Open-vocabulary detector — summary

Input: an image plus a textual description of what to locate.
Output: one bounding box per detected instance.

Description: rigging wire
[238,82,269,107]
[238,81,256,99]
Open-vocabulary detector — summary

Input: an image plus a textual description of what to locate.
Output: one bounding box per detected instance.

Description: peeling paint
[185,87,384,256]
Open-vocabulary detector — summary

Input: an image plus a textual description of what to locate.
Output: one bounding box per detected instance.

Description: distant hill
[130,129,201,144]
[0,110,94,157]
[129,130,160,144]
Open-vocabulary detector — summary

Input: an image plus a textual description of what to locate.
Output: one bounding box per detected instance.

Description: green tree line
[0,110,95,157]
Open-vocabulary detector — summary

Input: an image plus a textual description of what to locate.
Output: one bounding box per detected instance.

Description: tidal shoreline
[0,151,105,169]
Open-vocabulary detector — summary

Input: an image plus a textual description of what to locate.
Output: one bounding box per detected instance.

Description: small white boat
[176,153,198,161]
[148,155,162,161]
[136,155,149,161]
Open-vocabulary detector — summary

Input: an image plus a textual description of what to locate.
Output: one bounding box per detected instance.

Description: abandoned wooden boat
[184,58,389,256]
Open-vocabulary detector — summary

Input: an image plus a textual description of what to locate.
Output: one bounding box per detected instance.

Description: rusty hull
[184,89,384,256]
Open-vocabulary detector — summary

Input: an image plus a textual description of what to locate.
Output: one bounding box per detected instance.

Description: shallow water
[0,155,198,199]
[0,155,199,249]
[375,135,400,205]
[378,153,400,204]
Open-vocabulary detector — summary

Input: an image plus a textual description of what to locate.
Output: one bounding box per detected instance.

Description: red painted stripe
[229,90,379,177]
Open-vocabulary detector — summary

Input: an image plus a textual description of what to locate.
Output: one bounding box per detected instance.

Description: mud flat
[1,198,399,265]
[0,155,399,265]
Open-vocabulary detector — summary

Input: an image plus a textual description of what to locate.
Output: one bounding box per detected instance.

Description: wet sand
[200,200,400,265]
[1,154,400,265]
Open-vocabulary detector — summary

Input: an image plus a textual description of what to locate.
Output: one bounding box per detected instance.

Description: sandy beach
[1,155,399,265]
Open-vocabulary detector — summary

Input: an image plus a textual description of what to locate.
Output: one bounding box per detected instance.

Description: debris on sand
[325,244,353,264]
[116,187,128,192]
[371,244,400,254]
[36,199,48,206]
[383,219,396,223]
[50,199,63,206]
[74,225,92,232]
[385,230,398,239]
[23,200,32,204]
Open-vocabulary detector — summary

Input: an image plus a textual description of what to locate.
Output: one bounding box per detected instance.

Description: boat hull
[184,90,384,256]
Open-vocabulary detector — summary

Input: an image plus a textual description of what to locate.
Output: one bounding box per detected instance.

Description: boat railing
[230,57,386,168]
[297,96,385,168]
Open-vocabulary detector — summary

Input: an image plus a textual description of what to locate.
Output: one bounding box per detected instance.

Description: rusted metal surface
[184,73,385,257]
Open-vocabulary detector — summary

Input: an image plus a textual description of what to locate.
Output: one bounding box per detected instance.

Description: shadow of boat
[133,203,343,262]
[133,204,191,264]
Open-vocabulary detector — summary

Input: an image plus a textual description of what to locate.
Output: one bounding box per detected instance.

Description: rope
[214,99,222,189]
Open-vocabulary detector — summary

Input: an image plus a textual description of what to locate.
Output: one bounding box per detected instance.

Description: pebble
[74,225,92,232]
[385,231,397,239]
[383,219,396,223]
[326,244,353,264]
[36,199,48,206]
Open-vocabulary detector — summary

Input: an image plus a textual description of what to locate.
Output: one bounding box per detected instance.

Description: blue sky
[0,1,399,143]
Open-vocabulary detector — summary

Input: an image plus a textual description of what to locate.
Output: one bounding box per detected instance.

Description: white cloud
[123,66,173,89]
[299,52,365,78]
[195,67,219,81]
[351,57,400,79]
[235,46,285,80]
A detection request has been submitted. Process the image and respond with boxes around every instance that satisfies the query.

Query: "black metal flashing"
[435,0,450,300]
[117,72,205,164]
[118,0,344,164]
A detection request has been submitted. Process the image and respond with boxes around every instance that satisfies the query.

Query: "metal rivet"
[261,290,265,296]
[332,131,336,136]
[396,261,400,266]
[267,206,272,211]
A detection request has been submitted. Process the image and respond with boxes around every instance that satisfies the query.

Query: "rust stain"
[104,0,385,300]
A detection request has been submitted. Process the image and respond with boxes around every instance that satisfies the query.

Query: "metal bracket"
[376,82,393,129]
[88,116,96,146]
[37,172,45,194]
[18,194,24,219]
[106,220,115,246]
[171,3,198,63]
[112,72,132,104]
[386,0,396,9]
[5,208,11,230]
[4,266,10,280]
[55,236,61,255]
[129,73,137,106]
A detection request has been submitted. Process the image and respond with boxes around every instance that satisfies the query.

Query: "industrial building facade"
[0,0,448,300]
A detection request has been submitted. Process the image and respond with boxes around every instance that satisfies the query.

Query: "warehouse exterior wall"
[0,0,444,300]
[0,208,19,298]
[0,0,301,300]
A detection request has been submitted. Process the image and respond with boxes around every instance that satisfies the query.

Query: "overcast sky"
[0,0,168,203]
- - - - -
▸ Directions:
Restate each of the records exactly, leaving nothing out.

▸ Exercise response:
Open-vocabulary detector — summary

Input: an image plus a textual description of what to locate.
Output: one bounding box per detected instance.

Description: rigging wire
[238,82,269,107]
[238,81,256,99]
Open-vocabulary detector — summary

Input: an image plus a textual description of what to locate.
Output: one bounding box per detected instance.

Description: peeling paint
[185,87,384,256]
Open-vocabulary detector — summary

Input: an image plus a textual description of what to locate.
Output: one bounding box per detected instance.

Description: distant hill
[130,129,201,144]
[0,110,94,157]
[129,130,160,144]
Open-vocabulary detector — summary

Input: an image plus a textual description of what to locate.
Output: one bounding box per detected instance.

Description: green tree line
[0,110,95,157]
Open-vocabulary detector — summary

Input: an image plus a textual description of what to locate.
Output: one bounding box per detected instance.

Description: tidal shoreline
[0,151,105,169]
Open-vocabulary detector — summary

Input: an image plus a textual description of what to locate.
Output: one bounding box per detected instance.

Description: small white boat
[176,153,198,161]
[148,155,162,161]
[136,155,149,161]
Open-vocabulary detector — summary

Input: an image plus a textual description of what to locate.
Output: one bounding box per detected instance.

Description: abandoned wooden boat
[184,58,389,256]
Open-vocabulary detector — summary

Input: an image plus a textual description of what to locate.
Output: one bounding box per detected instance.

Description: rusty hull
[184,89,384,256]
Open-vocabulary detector — summary

Input: an image plus a textual description of what to locate.
Output: one bounding box per detected instance.

Description: shallow water
[0,155,198,199]
[0,155,199,249]
[375,135,400,205]
[378,153,400,204]
Open-vocabulary detector — summary

Input: an image plus a textual description of what to locate.
Output: one bounding box per detected instance.

Description: red painted stripe
[229,90,379,177]
Open-vocabulary detector — summary

Input: an image plus a textual description of what to locate.
Output: one bounding box per detected instance.

Description: mud flat
[1,198,399,265]
[0,155,399,265]
Open-vocabulary detector — summary

Input: an image plus a textual description of what to locate.
Output: one bounding box per detected instance.

Description: wet sand
[200,200,400,265]
[1,154,400,265]
Open-vocabulary detector — summary

Input: an image plus a textual description of what to locate.
Output: one bounding box per detected instance.

Description: sandy beach
[1,155,399,265]
Open-vocabulary detector — summary

Input: an image plus a textual description of what to locate.
Output: one bounding box per detected instance.

Description: debris on sand
[325,244,353,264]
[116,187,128,192]
[371,244,400,254]
[36,199,48,206]
[383,219,396,223]
[50,199,63,206]
[74,225,92,232]
[385,230,398,239]
[23,200,32,204]
Open-vocabulary detector — summary

Input: an image plus a textual description of what to locate.
Output: one bounding box per detected instance.

Description: boat hull
[184,90,384,256]
Open-vocabulary detector — summary

Input: an image plus a textual description of what to locate.
Output: one bounding box per detected instance.

Description: boat railing
[230,57,386,168]
[297,96,385,168]
Open-vocabulary detector — summary

Input: an image plus a textual description of what to locate.
Output: one bounding box per detected instance.

Description: rusted metal surface
[184,73,385,257]
Open-vocabulary detector — summary

Input: an image plus a textual description of what to locate.
Output: one bounding box per detected instance.

Description: shadow of boat
[133,203,343,262]
[133,204,191,264]
Open-vocabulary detector — summary

Input: an image plus a textual description of what to locate.
Output: one bounding box per detected instance.

Description: rope
[214,99,222,189]
Open-vocabulary detector — summary

Input: an image plus a textual description of what to locate.
Output: one bounding box per detected instance.

Description: pebble
[74,225,92,232]
[385,231,397,239]
[383,219,396,223]
[326,244,353,264]
[36,199,48,206]
Open-vocabulary detector — summary

Input: an image plus a textual description of what to locate.
Output: one bounding box per detected instance.

Description: blue sky
[0,1,399,143]
Open-vocabulary detector — summary

Input: an image plus a textual description of what to locate.
Output: one bounding box per detected instance.

Description: white cloud
[123,66,173,89]
[299,52,365,78]
[195,67,219,81]
[351,57,400,79]
[235,46,285,80]
A detection request has been submitted. Process the image and respond with boxes around every instance that satisfies the query.

Query: "black metal flashing"
[435,0,450,300]
[117,72,205,164]
[118,0,344,164]
A detection request has been submitted. Process the image and respond with boxes around every instance that satisfies the query.

Query: "metal rivet"
[261,290,265,296]
[332,131,336,136]
[396,261,400,266]
[267,206,272,211]
A detection request has been submitted. Process the image and respond with boxes around every instance that satisfies the query.

Query: "rust stain"
[104,0,385,300]
A detection request has been submitted. Process the image and respond with boxes around every instance that satisfies the query.

Query: "metal bracket"
[376,82,393,129]
[88,116,96,146]
[37,172,45,194]
[18,194,24,219]
[106,220,115,246]
[171,3,198,63]
[112,72,132,104]
[386,0,396,9]
[5,208,11,230]
[4,266,10,280]
[55,236,61,255]
[129,73,137,106]
A detection request has been submitted. Process the image and respond with boxes around every instance that satisfies the query.

Query: "industrial building facade"
[0,0,448,300]
A detection request has been submitted. Process the image and respond with boxes around every instance that satisfies the query.

Query: "warehouse exterior wall"
[0,0,444,300]
[0,208,19,298]
[0,0,301,300]
A detection request has been submitted. Process the image and respond with boxes around every instance that satisfies the query.

Query: "overcast sky"
[0,0,168,203]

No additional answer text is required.